Task details. Report every line of the items below that contains the word "grass", treating uppercase and lowercase letters as distinct.

** start of Dataset records **

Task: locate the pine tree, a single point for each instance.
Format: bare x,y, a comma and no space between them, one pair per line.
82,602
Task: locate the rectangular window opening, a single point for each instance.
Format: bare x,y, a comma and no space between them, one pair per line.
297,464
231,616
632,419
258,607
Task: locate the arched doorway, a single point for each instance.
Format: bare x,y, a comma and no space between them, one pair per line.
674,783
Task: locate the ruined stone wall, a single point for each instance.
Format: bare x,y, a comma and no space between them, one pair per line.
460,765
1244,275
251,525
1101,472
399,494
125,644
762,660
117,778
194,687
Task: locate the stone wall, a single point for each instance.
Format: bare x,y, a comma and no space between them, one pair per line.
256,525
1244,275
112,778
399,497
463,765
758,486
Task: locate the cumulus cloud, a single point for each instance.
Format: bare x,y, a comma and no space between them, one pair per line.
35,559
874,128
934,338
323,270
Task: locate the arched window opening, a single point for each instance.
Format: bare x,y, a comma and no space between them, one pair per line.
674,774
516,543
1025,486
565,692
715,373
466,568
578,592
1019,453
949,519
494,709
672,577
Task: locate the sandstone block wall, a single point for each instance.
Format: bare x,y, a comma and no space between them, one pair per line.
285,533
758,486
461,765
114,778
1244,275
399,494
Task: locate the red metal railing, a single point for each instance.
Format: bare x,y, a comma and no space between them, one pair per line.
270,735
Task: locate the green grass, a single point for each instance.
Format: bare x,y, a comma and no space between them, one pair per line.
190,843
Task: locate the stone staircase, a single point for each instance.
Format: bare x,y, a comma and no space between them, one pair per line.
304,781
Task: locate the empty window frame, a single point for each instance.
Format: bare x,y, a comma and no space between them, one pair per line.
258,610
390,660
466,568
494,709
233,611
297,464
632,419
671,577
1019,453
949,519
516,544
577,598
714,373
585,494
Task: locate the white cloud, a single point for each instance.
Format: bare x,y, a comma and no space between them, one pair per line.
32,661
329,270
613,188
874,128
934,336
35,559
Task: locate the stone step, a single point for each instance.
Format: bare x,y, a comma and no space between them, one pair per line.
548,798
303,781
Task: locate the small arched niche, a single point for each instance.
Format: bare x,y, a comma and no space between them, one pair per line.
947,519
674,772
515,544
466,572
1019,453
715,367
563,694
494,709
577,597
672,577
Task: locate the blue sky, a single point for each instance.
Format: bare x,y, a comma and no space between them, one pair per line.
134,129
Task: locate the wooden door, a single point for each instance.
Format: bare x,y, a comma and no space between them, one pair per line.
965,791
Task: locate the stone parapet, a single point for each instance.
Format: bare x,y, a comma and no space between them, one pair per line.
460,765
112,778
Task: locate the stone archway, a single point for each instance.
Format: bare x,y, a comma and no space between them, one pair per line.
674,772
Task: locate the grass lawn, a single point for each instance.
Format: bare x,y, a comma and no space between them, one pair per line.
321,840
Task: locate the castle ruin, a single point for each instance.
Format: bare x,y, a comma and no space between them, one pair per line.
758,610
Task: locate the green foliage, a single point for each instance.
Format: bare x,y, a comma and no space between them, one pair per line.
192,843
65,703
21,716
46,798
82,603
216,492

** end of Dataset records **
** start of Dataset records **

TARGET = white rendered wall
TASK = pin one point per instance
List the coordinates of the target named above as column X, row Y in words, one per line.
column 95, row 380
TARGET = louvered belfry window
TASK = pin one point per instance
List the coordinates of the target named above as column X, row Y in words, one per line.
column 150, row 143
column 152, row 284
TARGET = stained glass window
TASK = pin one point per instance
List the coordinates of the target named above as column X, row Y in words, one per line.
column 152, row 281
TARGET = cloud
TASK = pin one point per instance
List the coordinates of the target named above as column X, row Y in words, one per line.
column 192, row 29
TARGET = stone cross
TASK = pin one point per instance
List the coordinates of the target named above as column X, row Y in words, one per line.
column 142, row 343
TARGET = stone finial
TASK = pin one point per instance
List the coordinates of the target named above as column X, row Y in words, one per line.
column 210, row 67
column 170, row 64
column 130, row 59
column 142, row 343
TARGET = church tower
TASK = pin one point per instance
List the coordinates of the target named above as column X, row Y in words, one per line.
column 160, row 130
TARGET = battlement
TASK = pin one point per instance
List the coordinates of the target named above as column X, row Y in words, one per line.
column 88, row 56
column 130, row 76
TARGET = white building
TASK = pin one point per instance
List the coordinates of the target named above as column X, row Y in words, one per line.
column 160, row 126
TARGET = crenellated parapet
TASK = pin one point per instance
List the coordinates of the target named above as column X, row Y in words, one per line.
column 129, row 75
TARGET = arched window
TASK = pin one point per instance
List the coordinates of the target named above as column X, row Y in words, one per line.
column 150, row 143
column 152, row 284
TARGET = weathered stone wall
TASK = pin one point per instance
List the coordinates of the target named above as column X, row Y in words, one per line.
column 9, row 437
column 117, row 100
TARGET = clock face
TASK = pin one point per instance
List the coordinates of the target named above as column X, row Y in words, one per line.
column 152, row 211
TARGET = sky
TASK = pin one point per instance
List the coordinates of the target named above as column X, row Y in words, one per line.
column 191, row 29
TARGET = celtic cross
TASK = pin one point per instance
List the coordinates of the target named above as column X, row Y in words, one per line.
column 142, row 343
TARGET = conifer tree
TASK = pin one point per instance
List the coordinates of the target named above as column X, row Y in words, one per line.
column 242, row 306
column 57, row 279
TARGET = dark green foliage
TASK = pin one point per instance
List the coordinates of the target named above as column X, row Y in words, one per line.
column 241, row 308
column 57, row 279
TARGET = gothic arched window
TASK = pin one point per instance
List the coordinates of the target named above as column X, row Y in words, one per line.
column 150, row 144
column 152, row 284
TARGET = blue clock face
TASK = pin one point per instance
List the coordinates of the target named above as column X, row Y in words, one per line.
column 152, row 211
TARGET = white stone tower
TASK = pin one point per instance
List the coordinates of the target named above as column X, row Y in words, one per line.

** end of Dataset records **

Final answer.
Task: locate the green grass, a single point for each instance.
Task: locate the grass lawn, a single point for each instance.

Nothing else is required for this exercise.